=== Brief ===
Copy every line of the entries below, increasing each coordinate in the answer points by 143. Leave out the pictures.

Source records
[start]

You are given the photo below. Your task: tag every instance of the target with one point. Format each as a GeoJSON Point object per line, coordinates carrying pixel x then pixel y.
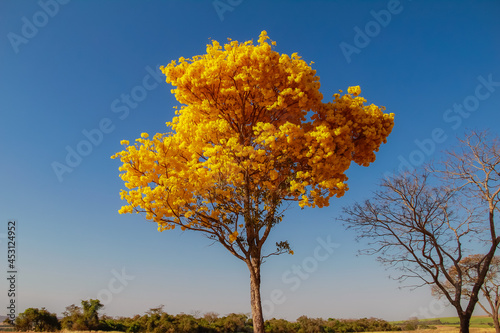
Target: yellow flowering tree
{"type": "Point", "coordinates": [252, 132]}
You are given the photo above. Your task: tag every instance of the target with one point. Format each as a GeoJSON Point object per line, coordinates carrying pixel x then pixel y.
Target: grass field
{"type": "Point", "coordinates": [450, 322]}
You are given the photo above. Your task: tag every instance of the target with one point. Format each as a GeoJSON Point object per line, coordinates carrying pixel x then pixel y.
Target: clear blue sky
{"type": "Point", "coordinates": [66, 70]}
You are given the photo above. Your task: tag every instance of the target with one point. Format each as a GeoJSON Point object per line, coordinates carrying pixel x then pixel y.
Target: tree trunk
{"type": "Point", "coordinates": [464, 323]}
{"type": "Point", "coordinates": [258, 319]}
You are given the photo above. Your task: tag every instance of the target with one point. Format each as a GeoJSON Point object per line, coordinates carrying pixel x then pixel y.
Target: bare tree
{"type": "Point", "coordinates": [425, 222]}
{"type": "Point", "coordinates": [471, 266]}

[end]

=== Result of the task ===
You are given the photo below. Your task: tag every instance of the target with one point. Format each as a GeoJSON Point object per line, coordinates carrying pixel x then pixel y.
Target: yellow flowering tree
{"type": "Point", "coordinates": [395, 275]}
You are given the photo above. Your task: tag every instance of the target with one point. Format each as a GeoJSON Point object per line, coordinates carrying pixel x then pixel y.
Target: grass field
{"type": "Point", "coordinates": [593, 465]}
You are given the photo above. Your task: tag every instance of the target with one point. Format each as a GeoJSON Point object per line, coordinates carrying pixel x then pixel y.
Target: clear blue sky
{"type": "Point", "coordinates": [209, 213]}
You are given the photo above. Your task: tag every instance of the target with one point. Format each as a GeoJSON Point object per line, coordinates carrying pixel x then pixel y.
Target: tree trunk
{"type": "Point", "coordinates": [607, 466]}
{"type": "Point", "coordinates": [401, 462]}
You are given the photo above. Your task: tag every instance of the target with one point. Format each as a GeoJSON Point object per line, coordinates carrying pixel x then pixel y.
Target: bare tree
{"type": "Point", "coordinates": [568, 365]}
{"type": "Point", "coordinates": [614, 409]}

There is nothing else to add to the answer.